_Source document_
____

Blood Test Might Predict Worsening of MS

KEY TAKEAWAYS:

  • The progression of multiple sclerosis is particularly difficult to predict, varying widely between patients

  • A new blood test uses a biomarker of nerve cell damage to accurately predict progression over the next two years

  • If the test proves valid, it might help patients and their doctor plan optimal treatments, the researchers said

MONDAY, Nov. 13, 2023 (HealthDay News) -- One issue hampering the care of people with multiple sclerosis is assessing just how quickly the neurological illness might progress.

Now, a team at the University of California, San Francisco (UCSF), say they've spotted at test that could help do just that.

Blood tests showing elevated levels of Nfl, a "biomarker" indicating nerve damage, seemed to predict with high accuracy a worsening of MS symptoms over the next two years, the researchers found.

That could help patients and their physicians with treatment planning, said a team led by Dr. Ahmed Abdelhak, of the UCSF Department of Neurology and the Weill Institute for Neurosciences.

“This rising of NfL up to two years before signs of disability worsening represents the window when interventions may prevent worsening,” Abdelhak explained in a UCSF news release.

An MS patient's level of disability is typically measured by what's known as the Expanded Disability Status Scale. In the study, Abdelhak's group used the scale to track how quickly symptoms progressed among individuals in a cohort of almost 1,900 patients with MS. Patients were tracked for about 10 years.

The findings highlighted the unpredictability of MS progression. Among the cohort, 570 patients showed a steady worsening of symptoms, while the disease remained relatively stable over the 10-year period.

____

_Activity 1_
Edit the MS blood test article, starting with "MONDAY, Nov. 13, 2023" and going on through "the researchers found.", and put "slowing" in place of "hampering".
_Activity 2_
Sum up the MS blood test article in two sentences.
_Activity 3_
Write the next part of the MS blood test article, picking up after its last sentence.
The data that come next are separate material, unrelated to the article about the MS blood test.

_Material provided_

____

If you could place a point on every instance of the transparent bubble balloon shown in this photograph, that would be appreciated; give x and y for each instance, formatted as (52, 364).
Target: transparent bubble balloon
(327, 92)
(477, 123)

____

_Exercise answer 1_
MONDAY, Nov. 13, 2023 (HealthDay News) -- One issue slowing the care of people with multiple sclerosis is assessing just how quickly the neurological illness might progress.

Now, a team at the University of California, San Francisco (UCSF), say they've spotted at test that could help do just that.

Blood tests showing elevated levels of Nfl, a "biomarker" indicating nerve damage, seemed to predict with high accuracy a worsening of MS symptoms over the next two years, the researchers found.

_Exercise answer 2_
A team at the University of California, San Francisco found that blood tests showing elevated levels of NfL, a biomarker of nerve damage, seemed to predict with high accuracy a worsening of MS symptoms over the next two years. The team, led by Dr. Ahmed Abdelhak, said this could help patients and their physicians with treatment planning.

_Exercise answer 3_
Blood tests targeting Nfl seemed to predict whose disease would or wouldn't progress.

"Elevated NfL levels were associated with up to a 91% higher risk of worsening disability, with relapse approximately a year later, and up to a 49% higher risk of worsening disability without relapse nearly two years later," the researchers said.

The study was published Nov. 6 in the journal JAMA Neurology.

The study "aligns with recognition that death of nerve cells is a slow process that builds toward permanent disability and means that interventions to protect nerve cells might have time to also stop disability," said study co-senior author Dr. Ari Green, medical director of the UCSF Multiple Sclerosis and Neuroinflammation Center.

More information

Find out more about multiple sclerosis at the National MS Society.

SOURCE: UCSF news release, Nov. 6, 2023

WHAT THIS MEANS FOR YOU:

People with multiple sclerosis may be able to take a blood test that can predict how fast their illness progresses, opening new insights into best treatments.